DOCUMENT EXCERPT:
◆ ◆ ◆ ◆

The Free and the Antifree - wallflower
https://nplusonemag.com/issue-20/the-intellectual-situation/the-free-and-the-antifree/

======
idlewords
The question of how to get paid for writing has always struck me as a real
"insiders'" debate, that ignores the truly revolutionary effect of the
Internet. There is a group of people who self-identify as writers who claim to
speak for a much broader population of people doing most of the writing.

It's useful to separate three constituencies: readers, writers, and
publishers.

Readers have never had it better. Not only is it easier to find good new
writing online, as well as vast archives of stuff, but the Internet has made
it possible for millions of people who never would have made it through the
traditional publication system to write to their hearts' content. Most of it
is terrible and a small fraction is amazing. But when you multiply the small
fraction by the huge numbers of people who would not otherwise have published
anything, it's pure gain.

Similarly, writers have never had it better! It's always been hard to get paid
for your writing, and that hasn't changed. But you no longer have to fight to
get published. You can write on your own, or in collaboration with others, and
put what you've written in a place the whole world can see. We've grown used
to this revolutionary fact, so we don't appreciate what an advance it is over
what came before. Check out an old writer's guide from the 1990's and you'll
discover a world of stamp-licking, envelope-stuffing, and waiting weeks to get
a rejection letter from yet another obscure literary journal or in-flight
magazine.

◆ ◆ ◆ ◆

Point labeling data:
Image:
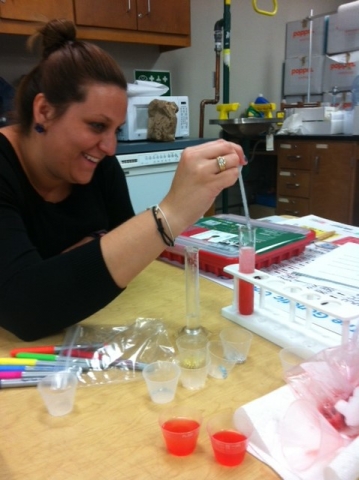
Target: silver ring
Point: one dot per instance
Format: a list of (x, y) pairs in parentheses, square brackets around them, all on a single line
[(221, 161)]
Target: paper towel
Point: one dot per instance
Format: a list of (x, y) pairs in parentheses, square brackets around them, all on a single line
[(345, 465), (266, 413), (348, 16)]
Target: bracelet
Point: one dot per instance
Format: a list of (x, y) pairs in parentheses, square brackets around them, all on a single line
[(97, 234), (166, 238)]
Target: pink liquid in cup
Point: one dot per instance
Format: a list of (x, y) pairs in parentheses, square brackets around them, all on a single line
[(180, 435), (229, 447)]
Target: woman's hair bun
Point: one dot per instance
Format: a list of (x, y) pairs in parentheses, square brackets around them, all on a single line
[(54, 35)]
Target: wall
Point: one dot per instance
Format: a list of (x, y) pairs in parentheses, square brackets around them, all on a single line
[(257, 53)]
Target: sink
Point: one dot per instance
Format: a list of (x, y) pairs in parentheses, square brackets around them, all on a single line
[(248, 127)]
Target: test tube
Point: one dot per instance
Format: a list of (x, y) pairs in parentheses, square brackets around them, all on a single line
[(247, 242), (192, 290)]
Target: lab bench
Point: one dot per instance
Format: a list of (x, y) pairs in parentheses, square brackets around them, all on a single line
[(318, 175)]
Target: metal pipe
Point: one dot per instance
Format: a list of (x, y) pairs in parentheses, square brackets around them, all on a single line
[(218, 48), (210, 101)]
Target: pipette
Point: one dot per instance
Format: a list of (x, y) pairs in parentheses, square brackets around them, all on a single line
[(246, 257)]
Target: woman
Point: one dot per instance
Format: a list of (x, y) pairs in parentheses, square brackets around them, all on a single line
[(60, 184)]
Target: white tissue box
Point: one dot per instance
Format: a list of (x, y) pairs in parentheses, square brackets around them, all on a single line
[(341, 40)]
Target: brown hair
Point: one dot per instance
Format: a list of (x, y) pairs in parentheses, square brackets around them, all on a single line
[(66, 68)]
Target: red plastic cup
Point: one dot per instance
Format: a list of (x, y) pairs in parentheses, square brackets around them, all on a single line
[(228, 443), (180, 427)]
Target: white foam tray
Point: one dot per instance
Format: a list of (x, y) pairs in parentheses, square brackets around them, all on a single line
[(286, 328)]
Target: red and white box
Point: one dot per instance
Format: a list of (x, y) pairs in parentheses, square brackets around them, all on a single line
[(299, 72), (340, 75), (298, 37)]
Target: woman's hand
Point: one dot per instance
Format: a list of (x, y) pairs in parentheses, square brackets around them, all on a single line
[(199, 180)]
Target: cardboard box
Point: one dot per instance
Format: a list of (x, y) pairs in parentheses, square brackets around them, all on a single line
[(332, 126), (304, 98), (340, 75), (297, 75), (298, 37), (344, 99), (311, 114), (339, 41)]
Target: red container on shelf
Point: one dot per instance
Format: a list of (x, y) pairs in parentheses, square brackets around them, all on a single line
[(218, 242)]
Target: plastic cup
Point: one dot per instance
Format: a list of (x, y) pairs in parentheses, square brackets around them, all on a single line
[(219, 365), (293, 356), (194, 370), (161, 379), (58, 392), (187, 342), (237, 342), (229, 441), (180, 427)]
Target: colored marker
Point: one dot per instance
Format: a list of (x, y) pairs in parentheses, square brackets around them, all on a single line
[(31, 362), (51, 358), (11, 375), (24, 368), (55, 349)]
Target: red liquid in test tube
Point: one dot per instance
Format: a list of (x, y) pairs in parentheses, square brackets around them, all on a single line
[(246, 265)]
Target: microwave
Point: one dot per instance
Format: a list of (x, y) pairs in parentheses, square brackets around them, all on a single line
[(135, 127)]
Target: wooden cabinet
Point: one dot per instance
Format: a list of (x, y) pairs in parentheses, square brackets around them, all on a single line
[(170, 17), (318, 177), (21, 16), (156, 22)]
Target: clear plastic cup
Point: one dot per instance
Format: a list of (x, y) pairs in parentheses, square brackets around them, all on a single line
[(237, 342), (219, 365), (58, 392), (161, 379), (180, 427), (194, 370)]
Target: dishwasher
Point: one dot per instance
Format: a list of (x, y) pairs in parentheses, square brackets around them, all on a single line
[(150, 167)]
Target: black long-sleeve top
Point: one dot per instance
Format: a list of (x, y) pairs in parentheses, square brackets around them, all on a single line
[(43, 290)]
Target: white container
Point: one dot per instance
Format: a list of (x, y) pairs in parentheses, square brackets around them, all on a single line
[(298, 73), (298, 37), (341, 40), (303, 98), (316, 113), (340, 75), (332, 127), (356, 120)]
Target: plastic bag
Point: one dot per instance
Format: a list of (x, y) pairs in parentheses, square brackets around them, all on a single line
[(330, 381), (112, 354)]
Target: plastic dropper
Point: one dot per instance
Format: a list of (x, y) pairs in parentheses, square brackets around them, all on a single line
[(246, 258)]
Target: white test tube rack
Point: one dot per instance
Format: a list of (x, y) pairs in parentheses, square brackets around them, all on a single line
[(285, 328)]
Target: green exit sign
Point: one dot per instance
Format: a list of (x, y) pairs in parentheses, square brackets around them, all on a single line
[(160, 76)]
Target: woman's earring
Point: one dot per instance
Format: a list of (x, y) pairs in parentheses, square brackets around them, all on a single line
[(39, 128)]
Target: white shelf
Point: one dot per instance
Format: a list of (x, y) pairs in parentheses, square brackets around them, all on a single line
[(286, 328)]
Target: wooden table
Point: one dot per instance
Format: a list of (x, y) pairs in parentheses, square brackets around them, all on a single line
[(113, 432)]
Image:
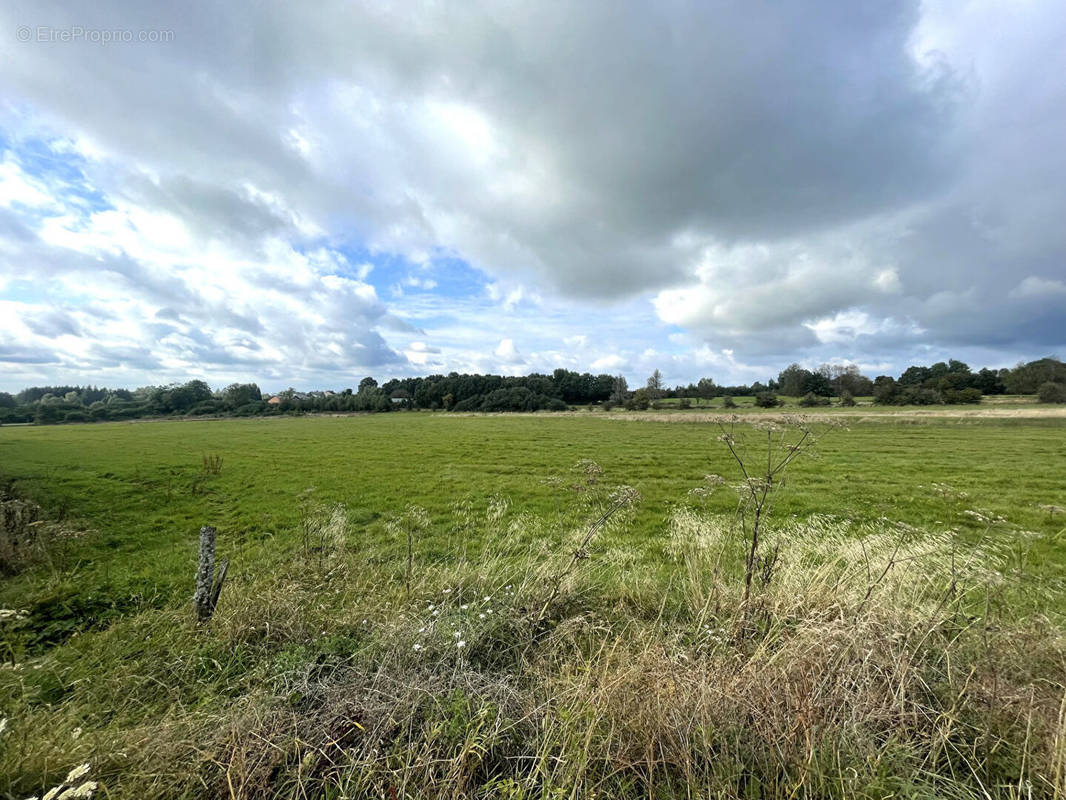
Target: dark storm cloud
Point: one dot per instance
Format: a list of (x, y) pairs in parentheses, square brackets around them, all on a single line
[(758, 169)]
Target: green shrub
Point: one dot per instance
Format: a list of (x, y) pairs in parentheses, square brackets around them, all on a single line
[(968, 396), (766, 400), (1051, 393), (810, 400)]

◆ ◆ ◆ ◆

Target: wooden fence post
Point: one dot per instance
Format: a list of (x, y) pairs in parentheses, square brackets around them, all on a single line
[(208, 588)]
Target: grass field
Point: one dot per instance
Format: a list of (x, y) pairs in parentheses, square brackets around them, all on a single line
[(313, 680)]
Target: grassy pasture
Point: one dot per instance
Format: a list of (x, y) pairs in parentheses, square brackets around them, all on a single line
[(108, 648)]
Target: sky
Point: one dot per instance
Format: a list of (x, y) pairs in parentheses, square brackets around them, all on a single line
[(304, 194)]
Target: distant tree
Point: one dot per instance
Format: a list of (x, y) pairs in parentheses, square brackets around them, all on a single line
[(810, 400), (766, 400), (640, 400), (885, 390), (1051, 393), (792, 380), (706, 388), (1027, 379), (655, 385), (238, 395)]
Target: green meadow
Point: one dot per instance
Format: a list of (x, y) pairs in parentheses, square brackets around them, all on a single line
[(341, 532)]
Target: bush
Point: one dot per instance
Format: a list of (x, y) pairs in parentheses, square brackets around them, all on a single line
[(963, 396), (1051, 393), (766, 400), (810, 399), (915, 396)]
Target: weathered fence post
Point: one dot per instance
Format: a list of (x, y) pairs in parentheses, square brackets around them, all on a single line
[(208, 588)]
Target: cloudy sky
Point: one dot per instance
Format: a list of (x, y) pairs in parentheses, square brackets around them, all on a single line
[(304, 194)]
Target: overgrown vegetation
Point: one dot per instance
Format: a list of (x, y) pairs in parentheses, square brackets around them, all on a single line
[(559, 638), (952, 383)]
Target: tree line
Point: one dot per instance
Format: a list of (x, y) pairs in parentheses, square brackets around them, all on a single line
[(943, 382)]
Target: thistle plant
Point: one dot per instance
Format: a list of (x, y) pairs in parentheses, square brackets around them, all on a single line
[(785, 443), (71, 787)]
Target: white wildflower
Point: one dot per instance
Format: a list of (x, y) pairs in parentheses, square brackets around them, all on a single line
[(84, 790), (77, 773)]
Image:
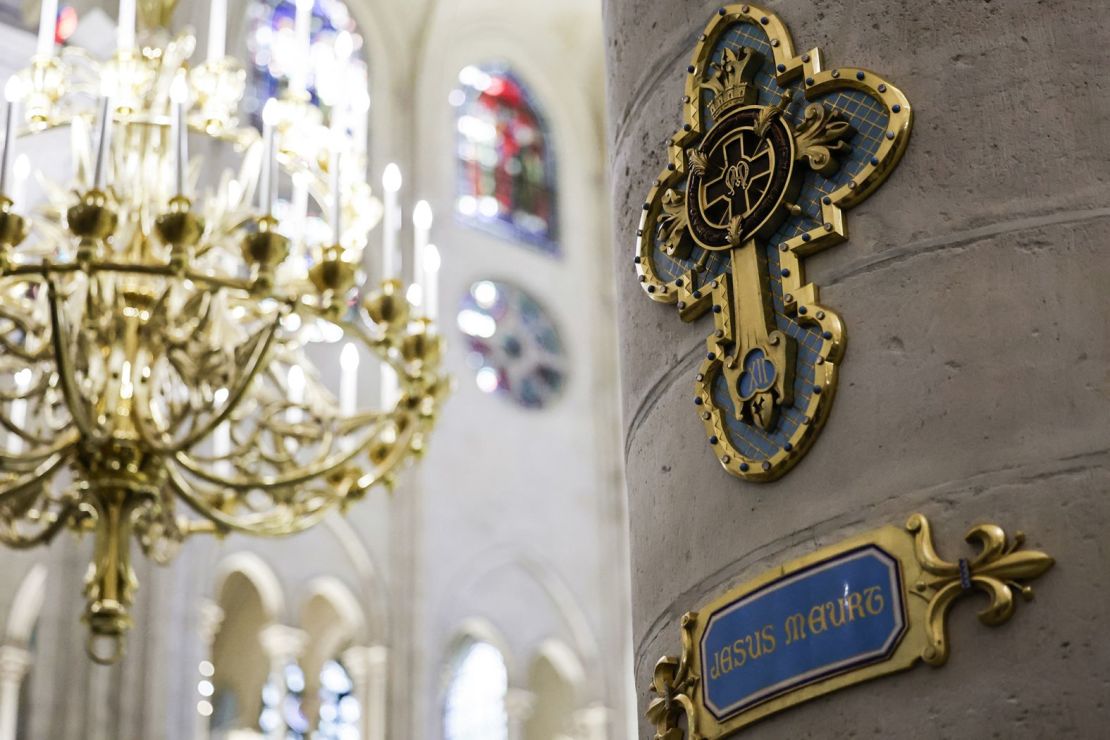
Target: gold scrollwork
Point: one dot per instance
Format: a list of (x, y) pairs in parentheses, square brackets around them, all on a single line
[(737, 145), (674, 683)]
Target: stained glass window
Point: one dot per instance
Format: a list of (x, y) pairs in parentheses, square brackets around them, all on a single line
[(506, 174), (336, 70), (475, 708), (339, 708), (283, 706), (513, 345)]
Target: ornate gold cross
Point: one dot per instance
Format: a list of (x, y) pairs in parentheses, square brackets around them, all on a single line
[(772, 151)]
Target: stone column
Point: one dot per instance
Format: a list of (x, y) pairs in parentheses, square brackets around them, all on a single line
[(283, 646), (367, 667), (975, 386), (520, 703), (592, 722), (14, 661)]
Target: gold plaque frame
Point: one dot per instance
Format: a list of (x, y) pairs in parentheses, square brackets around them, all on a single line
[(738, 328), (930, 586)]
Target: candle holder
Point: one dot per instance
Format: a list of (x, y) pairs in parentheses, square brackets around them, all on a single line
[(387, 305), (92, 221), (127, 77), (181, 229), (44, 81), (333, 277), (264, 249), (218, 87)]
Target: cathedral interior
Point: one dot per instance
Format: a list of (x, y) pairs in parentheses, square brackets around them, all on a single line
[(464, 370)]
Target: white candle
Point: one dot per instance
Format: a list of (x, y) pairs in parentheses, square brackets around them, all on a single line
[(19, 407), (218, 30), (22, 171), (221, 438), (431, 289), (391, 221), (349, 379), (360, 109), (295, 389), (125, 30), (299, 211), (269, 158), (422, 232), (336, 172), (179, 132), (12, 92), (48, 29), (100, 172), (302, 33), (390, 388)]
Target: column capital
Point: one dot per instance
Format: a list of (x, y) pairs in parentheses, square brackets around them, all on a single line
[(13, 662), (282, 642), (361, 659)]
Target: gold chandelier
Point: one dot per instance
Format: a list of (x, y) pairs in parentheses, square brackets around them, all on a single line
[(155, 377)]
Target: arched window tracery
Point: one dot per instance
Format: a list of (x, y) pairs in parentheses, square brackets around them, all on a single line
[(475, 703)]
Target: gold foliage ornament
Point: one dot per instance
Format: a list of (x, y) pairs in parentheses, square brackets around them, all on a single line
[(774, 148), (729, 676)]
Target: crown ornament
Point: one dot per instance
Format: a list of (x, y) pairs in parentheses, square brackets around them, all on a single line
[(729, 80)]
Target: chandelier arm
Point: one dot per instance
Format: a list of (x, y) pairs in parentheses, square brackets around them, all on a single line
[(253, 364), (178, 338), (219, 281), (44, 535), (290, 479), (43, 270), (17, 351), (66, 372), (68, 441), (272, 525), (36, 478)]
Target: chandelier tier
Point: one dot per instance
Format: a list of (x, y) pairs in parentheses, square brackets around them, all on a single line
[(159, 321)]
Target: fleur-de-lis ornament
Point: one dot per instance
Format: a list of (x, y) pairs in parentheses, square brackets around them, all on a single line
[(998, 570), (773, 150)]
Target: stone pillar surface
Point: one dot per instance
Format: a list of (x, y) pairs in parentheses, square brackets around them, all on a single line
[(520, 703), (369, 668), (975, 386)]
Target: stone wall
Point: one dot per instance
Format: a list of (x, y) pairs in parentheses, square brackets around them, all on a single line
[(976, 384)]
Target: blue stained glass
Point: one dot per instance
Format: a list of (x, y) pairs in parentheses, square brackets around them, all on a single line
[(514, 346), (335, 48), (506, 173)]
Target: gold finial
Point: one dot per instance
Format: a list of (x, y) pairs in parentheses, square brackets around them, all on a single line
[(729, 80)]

◆ ◆ ◆ ◆

PROBLEM SET:
a) According to the forum comment about getting paid for writing, why do readers gain overall even though most online writing is terrible? Answer in one to three sentences.
b) Continue the forum comment about getting paid for writing, starting after its last sentence.

RESULTS:
a) The Internet has let millions of people write who never would have made it through the traditional publication system. Only a small fraction of their writing is amazing, but multiplied by the huge number of people who would not otherwise have published anything, that fraction is pure gain.

b)
Over the last twelve years, I've written about four hundred thousand words
that I never would have bothered with if there hadn't been a potential
audience. At the same time, I enjoyed the writing of hundreds of people who
wrote for the same reason. Some of them wrote as a hobby, some of them wrote
as a study aid (researching a technical article is a terrific way to really
learn something), and some were domain experts who had a knack for explaining
their work to laypeople, and got a kick out of doing it after hours. Some of
these people got 'real' book deals, but the books were inevitably watered down
versions of the kind of stuff I could find for free online.

That leaves the publishers, the people who are really getting squeezed. In
some cases, they are big companies that are easy to hate, analogous to the
record companies. In other cases, they are earnest magazines run by wonderful
people on a shoestring budget. My problem is that they present the debate as
being between giant corporations and the heroic small publishers, fighting for
the rights of the journeyman writer. This ignores the vast mass of writers
outside the system, and the many new forms of writing that the Internet has
created for us to enjoy. Writing is in much better shape than pieces like this
suggest. But it is just not a viable way to earn your living, unless you are
in a tiny group of truly extraordinary people. And that's perfectly fine.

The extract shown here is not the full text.